[Pointing records]
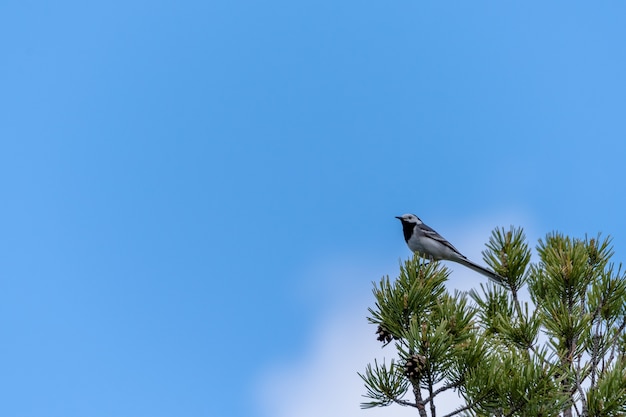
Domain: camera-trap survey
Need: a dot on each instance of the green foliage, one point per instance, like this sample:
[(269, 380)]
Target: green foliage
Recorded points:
[(562, 353)]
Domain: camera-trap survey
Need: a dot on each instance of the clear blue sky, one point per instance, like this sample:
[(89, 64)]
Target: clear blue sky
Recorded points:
[(173, 174)]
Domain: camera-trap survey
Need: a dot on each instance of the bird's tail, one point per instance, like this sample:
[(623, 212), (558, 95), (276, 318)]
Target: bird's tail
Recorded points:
[(480, 269)]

_TASK TO COMPLETE_:
Pick out each line above that contains the word "instance", treating uppercase and lowercase as different, and copy those lines.

_WORKED SOLUTION_:
Need: a dot on each instance of the green foliage, one point per instance, like this sample:
Need: a dot on each instance of the clear blue sky, one point per instance, like this sample:
Need: a dot on each instance of the bird's tail, one point per instance, like this sample:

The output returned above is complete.